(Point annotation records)
· · · · ·
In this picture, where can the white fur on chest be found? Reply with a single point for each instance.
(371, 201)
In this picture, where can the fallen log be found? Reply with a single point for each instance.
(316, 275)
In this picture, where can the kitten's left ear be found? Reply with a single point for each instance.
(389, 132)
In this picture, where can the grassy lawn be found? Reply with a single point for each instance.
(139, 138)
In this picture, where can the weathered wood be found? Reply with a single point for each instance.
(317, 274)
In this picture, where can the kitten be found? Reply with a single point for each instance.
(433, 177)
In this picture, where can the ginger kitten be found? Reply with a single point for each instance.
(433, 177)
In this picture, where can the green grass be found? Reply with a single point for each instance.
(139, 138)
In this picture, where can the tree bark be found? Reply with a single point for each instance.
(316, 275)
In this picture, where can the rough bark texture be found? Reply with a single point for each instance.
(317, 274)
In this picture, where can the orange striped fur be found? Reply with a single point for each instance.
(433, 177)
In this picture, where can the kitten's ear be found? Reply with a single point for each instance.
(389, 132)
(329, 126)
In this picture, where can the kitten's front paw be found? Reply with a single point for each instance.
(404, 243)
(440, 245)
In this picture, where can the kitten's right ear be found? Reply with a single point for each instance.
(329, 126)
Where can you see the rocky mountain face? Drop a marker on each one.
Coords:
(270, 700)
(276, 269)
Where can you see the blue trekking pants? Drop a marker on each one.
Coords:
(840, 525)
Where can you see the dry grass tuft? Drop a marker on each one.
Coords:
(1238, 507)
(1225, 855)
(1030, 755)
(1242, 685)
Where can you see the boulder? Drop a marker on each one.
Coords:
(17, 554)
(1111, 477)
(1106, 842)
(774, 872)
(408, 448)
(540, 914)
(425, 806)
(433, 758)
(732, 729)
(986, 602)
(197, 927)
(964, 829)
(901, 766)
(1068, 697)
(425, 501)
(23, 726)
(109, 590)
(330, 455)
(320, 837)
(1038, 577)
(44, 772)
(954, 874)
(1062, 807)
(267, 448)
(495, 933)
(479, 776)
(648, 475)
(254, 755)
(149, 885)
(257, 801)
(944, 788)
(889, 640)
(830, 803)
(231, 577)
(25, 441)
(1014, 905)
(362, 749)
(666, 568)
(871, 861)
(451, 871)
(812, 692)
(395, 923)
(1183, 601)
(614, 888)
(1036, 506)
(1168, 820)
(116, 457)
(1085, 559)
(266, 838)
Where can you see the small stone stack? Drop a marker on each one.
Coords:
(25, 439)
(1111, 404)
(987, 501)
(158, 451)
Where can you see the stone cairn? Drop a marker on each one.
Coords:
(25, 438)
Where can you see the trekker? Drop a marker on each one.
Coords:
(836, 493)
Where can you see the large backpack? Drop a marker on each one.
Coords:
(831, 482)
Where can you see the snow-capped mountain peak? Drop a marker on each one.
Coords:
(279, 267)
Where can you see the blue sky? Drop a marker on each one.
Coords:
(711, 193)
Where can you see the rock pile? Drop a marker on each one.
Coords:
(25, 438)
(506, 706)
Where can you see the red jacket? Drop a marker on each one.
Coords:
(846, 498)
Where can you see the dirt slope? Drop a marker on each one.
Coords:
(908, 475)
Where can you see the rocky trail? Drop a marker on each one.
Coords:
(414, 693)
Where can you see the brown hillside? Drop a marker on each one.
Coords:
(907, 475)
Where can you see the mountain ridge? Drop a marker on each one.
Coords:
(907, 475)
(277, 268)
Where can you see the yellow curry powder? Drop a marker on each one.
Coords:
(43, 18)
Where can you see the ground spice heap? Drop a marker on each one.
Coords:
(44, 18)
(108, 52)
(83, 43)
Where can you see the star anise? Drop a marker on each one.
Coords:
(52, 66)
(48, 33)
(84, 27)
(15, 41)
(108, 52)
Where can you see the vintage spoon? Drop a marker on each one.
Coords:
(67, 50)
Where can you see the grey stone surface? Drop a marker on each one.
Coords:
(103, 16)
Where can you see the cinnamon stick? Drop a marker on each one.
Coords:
· · · · ·
* [Task objective]: Exactly as written, please output every entry.

* [Expected answer]:
In this picture, where can the white fur on chest be found? Reply with a single point for each instance.
(371, 201)
In this picture, where can the fallen log be found? Reply with a single point for each instance.
(316, 275)
In this picture, where can the kitten's left ear be found? Reply with a single point for each instance.
(389, 132)
In this picture, where can the grassy lawn be found? Reply with a single point for each instance.
(139, 138)
In this picture, where can the weathered wood be found? Reply with a single point for each instance.
(317, 274)
In this picture, where can the kitten be found? Reply with a single point for each instance.
(433, 177)
In this picture, where can the ginger kitten be found? Reply with a single point for each instance.
(433, 177)
In this picture, where can the green grass be found? Reply with a single point for each instance.
(139, 138)
In this picture, where can the tree bark be found? Reply with a single point for each instance.
(316, 275)
In this picture, where can the rough bark texture be found? Reply with a single point for each instance.
(317, 274)
In this picture, where can the orange striped fur be found? Reply with a single point for each instance.
(433, 177)
In this picture, where can the kitten's ear be found? Reply with a single point for each instance.
(389, 132)
(329, 126)
In this picture, where can the kitten's front paw be found? Reply with a single point for each instance.
(404, 243)
(440, 245)
In this picture, where can the kitten's right ear be found? Reply with a single point for each instance.
(329, 126)
Where can you see the rocky mountain face? Drop a marker on each one.
Coords:
(270, 700)
(276, 269)
Where can you see the blue trekking pants? Drop a marker on each one.
Coords:
(840, 525)
Where can you see the dry grass tuft? Drop a marker on each one.
Coords:
(1238, 507)
(1225, 855)
(1030, 755)
(1242, 685)
Where can you see the boulder? Drop a marker on each one.
Coords:
(17, 554)
(1111, 477)
(1106, 842)
(774, 872)
(408, 448)
(540, 914)
(425, 806)
(433, 758)
(732, 729)
(986, 602)
(197, 927)
(964, 829)
(901, 766)
(1068, 697)
(425, 501)
(23, 726)
(109, 590)
(330, 455)
(320, 837)
(1038, 577)
(44, 772)
(954, 874)
(1062, 807)
(267, 448)
(495, 933)
(479, 776)
(648, 475)
(254, 755)
(149, 885)
(257, 801)
(944, 788)
(889, 640)
(830, 803)
(231, 577)
(25, 441)
(1014, 905)
(362, 749)
(666, 568)
(871, 861)
(451, 871)
(812, 692)
(395, 923)
(1183, 601)
(614, 888)
(1036, 506)
(1168, 820)
(116, 457)
(1085, 559)
(266, 838)
Where can you see the small stone stack? Drop a marker on each one.
Coords:
(25, 439)
(1111, 404)
(987, 501)
(158, 451)
Where can you see the stone cairn? Drop a marker on each one.
Coords:
(25, 438)
Where can you see the trekker? Drop a marker on each one.
Coords:
(836, 493)
Where can you see the large backpack? Drop a marker on each one.
Coords:
(831, 482)
Where can you see the snow-capped mountain peak? Drop a marker on each one.
Coords:
(279, 267)
Where can you see the blue sky? Drop a marker on each one.
Coords:
(711, 193)
Where can you see the rock pile? Drop a marker on each one.
Coords:
(25, 438)
(506, 706)
Where can you see the red jacket? Drop a marker on each one.
Coords:
(846, 498)
Where can you see the dirt slope? Drop a marker on each one.
Coords:
(908, 475)
Where can you see the rocky trail? Drop a marker on each one.
Coords:
(414, 693)
Where can you see the brown hillside? Drop a marker on each one.
Coords:
(907, 475)
Where can you see the mountain ridge? Drop a marker on each one.
Coords:
(907, 475)
(277, 268)
Where can you see the yellow curry powder? Drop a marker on each one.
Coords:
(43, 18)
Where can you see the ground spice heap? Drop a marker on each one.
Coords:
(44, 18)
(108, 52)
(83, 43)
Where can you see the star anise? Drop a marker on each one.
Coords:
(52, 66)
(48, 33)
(84, 27)
(15, 41)
(108, 52)
Where can you see the vintage spoon? Drop a marker on each one.
Coords:
(67, 50)
Where can you see the grey stone surface? Drop a marker on each one.
Coords:
(103, 16)
Where can you see the cinnamon stick? Drop a marker on each one.
Coords:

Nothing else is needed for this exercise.